Report the count of lines in the records below that hold the word "body", omitting everything but the number.

• _MATERIAL FOR THIS TASK_:

◆ ◆ ◆ ◆ ◆

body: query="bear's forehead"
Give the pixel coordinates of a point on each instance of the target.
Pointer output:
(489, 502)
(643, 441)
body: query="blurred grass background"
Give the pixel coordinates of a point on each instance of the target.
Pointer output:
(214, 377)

◆ ◆ ◆ ◆ ◆

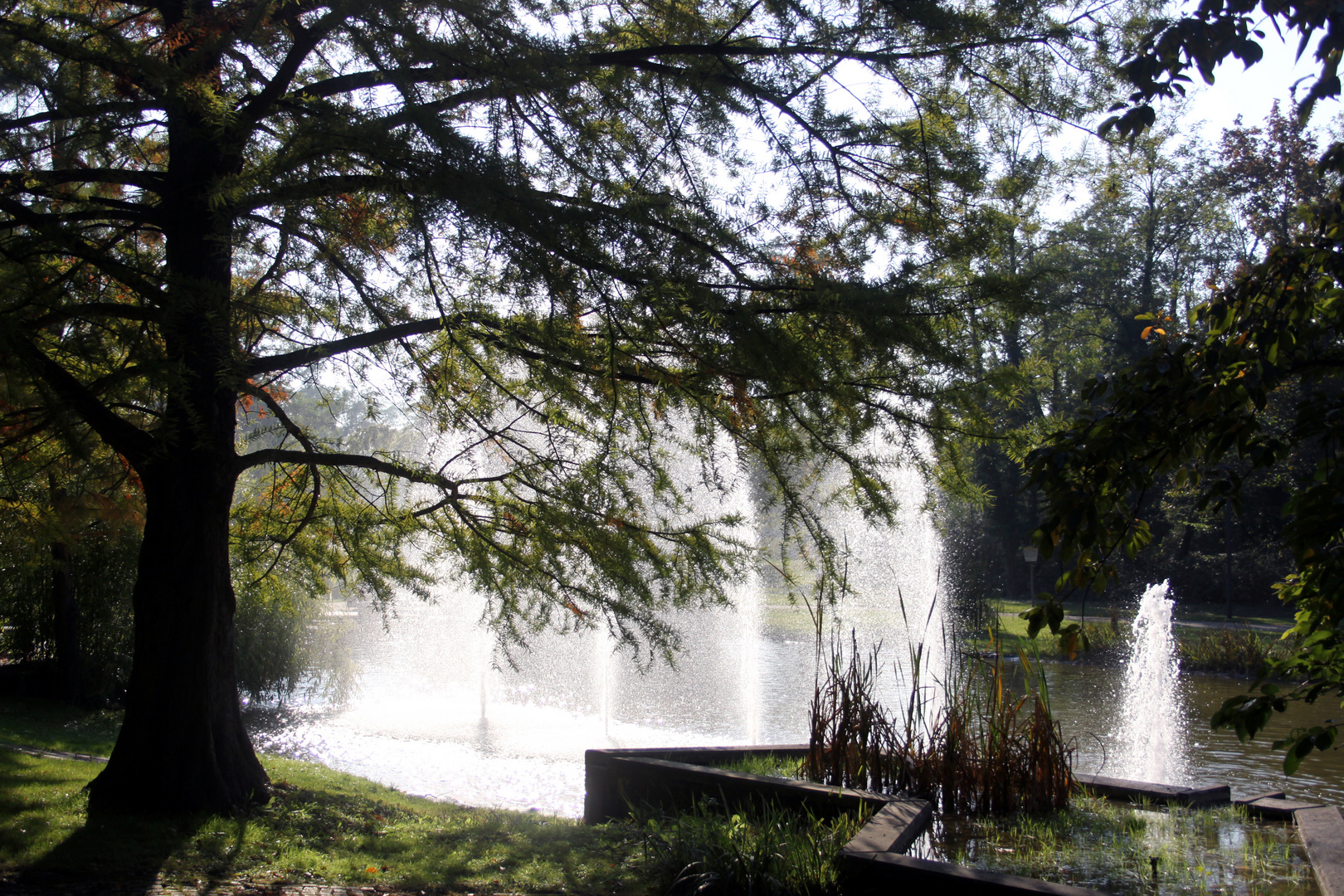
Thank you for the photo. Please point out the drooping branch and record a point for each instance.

◆ ◆ ◆ ◆ ◆

• _FINAL ANSWER_: 2